═════ Dataset records

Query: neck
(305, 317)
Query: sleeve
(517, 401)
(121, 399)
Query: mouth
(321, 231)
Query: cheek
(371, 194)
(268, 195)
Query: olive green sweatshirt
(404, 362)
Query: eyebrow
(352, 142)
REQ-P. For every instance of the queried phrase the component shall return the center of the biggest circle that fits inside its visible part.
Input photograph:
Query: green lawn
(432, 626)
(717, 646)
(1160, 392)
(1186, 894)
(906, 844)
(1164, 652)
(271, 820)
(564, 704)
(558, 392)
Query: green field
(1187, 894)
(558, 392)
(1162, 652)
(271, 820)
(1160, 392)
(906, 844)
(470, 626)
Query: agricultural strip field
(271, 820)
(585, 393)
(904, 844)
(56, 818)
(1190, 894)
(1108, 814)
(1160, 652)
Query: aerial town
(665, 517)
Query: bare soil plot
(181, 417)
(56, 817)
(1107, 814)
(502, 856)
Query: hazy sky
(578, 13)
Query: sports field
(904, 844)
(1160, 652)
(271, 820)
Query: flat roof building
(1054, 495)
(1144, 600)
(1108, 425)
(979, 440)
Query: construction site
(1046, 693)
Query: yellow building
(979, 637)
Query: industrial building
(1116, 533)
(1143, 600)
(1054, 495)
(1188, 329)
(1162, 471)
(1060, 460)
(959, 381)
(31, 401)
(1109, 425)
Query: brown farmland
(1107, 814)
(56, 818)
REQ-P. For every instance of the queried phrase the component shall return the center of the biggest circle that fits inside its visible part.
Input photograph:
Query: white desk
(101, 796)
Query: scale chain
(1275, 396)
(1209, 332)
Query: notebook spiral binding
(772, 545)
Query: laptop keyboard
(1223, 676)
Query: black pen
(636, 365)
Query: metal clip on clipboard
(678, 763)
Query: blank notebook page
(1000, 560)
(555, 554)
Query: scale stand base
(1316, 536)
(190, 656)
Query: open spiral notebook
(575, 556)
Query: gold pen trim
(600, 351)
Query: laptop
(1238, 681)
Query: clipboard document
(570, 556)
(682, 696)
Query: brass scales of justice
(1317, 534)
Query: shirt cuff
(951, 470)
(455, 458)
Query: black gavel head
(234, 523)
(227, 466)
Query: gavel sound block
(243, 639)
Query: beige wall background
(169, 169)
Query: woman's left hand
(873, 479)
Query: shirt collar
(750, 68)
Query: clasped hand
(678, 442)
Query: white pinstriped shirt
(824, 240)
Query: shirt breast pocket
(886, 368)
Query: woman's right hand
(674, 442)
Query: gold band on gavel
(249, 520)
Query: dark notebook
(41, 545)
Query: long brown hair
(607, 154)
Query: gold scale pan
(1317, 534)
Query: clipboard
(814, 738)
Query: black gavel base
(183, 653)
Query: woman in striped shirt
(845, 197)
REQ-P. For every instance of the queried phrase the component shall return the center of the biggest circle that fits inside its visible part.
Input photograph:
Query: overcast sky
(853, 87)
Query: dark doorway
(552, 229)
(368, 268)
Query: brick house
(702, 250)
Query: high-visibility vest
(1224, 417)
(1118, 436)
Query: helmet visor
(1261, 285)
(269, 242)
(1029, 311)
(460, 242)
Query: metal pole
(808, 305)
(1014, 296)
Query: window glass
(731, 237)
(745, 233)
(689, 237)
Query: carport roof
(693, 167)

══════════

Directions: Reproduce verbatim the rows above, starting with the line containing "Query: woman's right hand" and continuing through the final row.

Written response:
Query: woman's right hand
(674, 442)
Query: gold band on gavel
(249, 520)
Query: dark notebook
(41, 545)
Query: long brown hair
(607, 154)
Query: gold scale pan
(1317, 534)
Query: clipboard
(814, 738)
Query: black gavel base
(183, 653)
Query: woman in striped shirt
(845, 197)
REQ-P. For every instance of the queried phrase the component shall return the center of the biggest circle that fits inside its visible part.
Input photograph:
Query: overcast sky
(853, 87)
Query: dark doorway
(552, 229)
(368, 268)
Query: brick house
(702, 250)
Query: high-visibility vest
(1224, 417)
(1118, 436)
Query: helmet visor
(1261, 285)
(269, 242)
(1029, 311)
(460, 242)
Query: metal pole
(808, 305)
(1014, 296)
Query: window glass
(731, 237)
(745, 233)
(689, 237)
Query: carport roof
(693, 167)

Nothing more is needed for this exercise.